# START OF PASSAGE PROVIDED

- Portrait of Poom Jensen
- Born: Bhumi (Poomi) Jensen August 16, 1983 San Diego, California, US
- Died: December 26, 2004 (aged 21) Khao Lak, Thailand
- Cause of death: Drowning
- Parents: Peter Ladd Jensen (father); Ubolratana (mother);

Signature

= Poom Jensen =

Thai prince (1983–2004)

Khun Poom Jensen (พุ่ม เจนเซน; ; /th/; August 16, 1983 – December 26, 2004), born Bhumi Jensen (also spelled Poomi Jensen, ภูมิ เจนเซน; ; /th/), was a grandson of King Bhumibol Adulyadej of Thailand, after whom he was named. He was also a nephew of Vajiralongkorn, the current King of Thailand. He was the only son of the King's eldest daughter, Princess Ubolratana Rajakanya, and her American (former) husband Peter Ladd Jensen.

# END OF PASSAGE PROVIDED
# START OF GIVEN DATA

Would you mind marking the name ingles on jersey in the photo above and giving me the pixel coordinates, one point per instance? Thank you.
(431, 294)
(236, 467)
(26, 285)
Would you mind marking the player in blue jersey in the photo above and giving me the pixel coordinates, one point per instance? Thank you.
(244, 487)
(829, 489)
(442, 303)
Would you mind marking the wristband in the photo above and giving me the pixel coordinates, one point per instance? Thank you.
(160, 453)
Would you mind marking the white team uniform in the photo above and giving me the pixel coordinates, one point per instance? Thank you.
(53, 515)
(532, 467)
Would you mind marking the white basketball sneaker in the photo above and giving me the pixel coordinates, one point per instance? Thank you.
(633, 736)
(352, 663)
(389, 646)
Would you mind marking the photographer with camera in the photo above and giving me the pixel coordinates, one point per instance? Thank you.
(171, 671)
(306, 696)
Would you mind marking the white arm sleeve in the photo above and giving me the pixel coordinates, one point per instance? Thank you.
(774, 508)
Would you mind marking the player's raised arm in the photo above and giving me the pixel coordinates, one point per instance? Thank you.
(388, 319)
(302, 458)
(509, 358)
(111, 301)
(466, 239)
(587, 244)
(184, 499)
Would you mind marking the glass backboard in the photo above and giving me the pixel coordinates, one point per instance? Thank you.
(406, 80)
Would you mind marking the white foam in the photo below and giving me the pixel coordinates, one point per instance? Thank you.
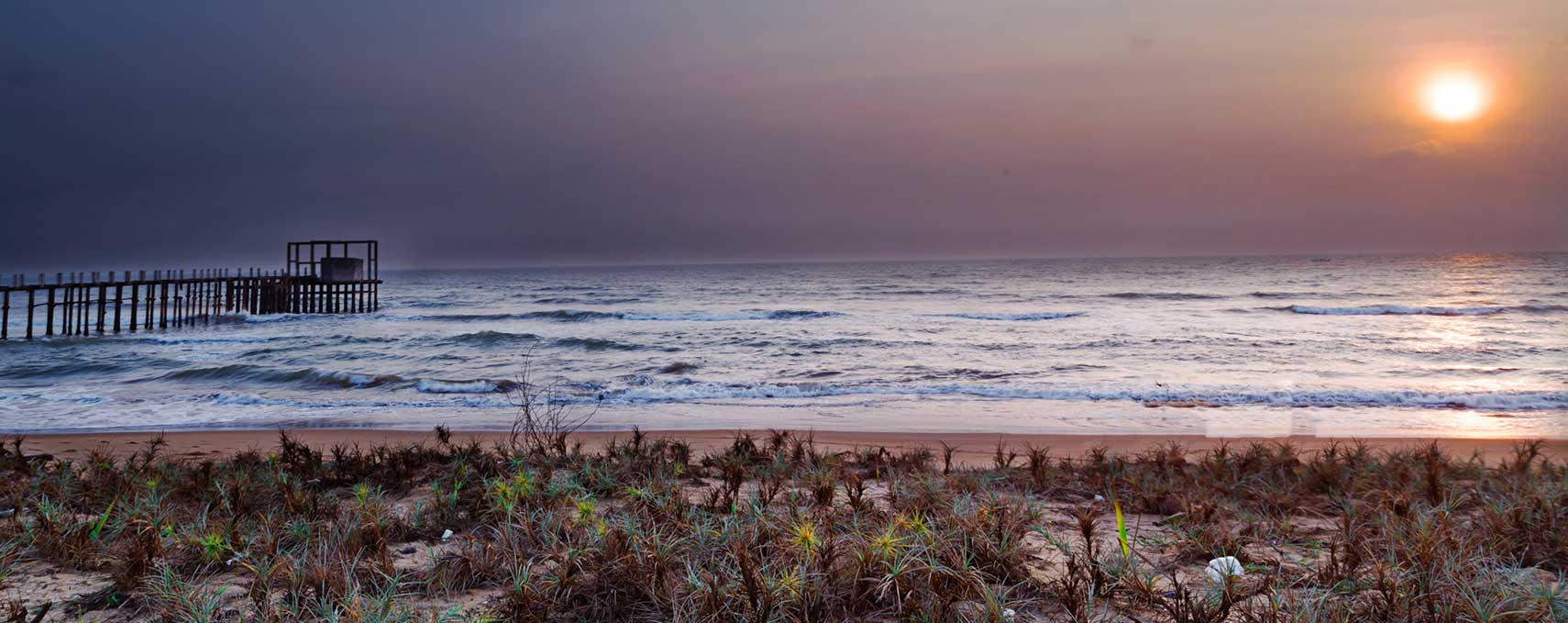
(437, 386)
(1223, 395)
(1393, 309)
(1026, 316)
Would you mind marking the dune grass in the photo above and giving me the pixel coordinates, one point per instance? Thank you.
(775, 529)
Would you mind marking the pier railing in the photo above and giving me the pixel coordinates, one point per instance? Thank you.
(85, 303)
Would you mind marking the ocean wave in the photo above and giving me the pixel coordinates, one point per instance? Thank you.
(1024, 316)
(53, 399)
(1165, 295)
(258, 373)
(583, 316)
(470, 386)
(596, 344)
(1406, 309)
(744, 314)
(223, 339)
(38, 369)
(700, 391)
(490, 338)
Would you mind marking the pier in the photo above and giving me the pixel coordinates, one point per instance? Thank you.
(318, 276)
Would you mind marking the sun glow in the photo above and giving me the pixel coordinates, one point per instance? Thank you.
(1454, 96)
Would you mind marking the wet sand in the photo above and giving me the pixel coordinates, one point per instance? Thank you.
(974, 448)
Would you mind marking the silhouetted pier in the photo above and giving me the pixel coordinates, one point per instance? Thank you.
(318, 276)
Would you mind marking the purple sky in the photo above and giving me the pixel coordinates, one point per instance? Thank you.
(583, 132)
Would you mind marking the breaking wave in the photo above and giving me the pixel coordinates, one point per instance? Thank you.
(1165, 295)
(258, 373)
(693, 391)
(583, 316)
(1404, 309)
(1026, 316)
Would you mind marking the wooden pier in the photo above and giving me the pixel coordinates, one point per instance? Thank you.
(314, 282)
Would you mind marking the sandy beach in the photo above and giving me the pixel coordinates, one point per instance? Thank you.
(973, 448)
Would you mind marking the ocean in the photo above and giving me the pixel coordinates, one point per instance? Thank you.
(1340, 346)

# END OF GIVEN DATA

• _WHAT TO WORK ON_
Carry on the Poom Jensen biography from its final sentence. The records above come from a separate source.

• _THE RESULT_
== Early life and education ==
Poom, as he was commonly known, had autism and his status helped heighten awareness of the condition in Thailand. He attended Kasetsart University Laboratory School in Bangkok. He spent his childhood in San Diego County, California, where he graduated from Torrey Pines High School. Poom moved with his mother to Thailand in July 2001, after his graduation. After return to Thailand he studied in Sports Science at Faculty of Education, Kasetsart University.

He was named after his maternal grandfather, King Bhumibol.

==Death and legacy==
Poom drowned after being struck by the Indian Ocean tsunami on 26 December 2004, while he and his family were on Christmas holiday at the La Flora Resort hotel in Khao Lak. His body was discovered on the beach the following day. His uncle, then-Crown Prince Maha Vajiralongkorn, identified his body and flew the rest of the family to Bangkok. On 30 April 2005, he received a royal funeral attended by his grandfather the King and virtually every member of the Royal Family.

His mother, Princess Ubolratana, established the Khun Poom Foundation in his memory, to aid children with autism and other learning disabilities. She also founded "To Be Number One Project" to campaign against drug usage among teenagers.

==Honors==
- 1992 – King Rama IX Royal Cypher Medal (First Class).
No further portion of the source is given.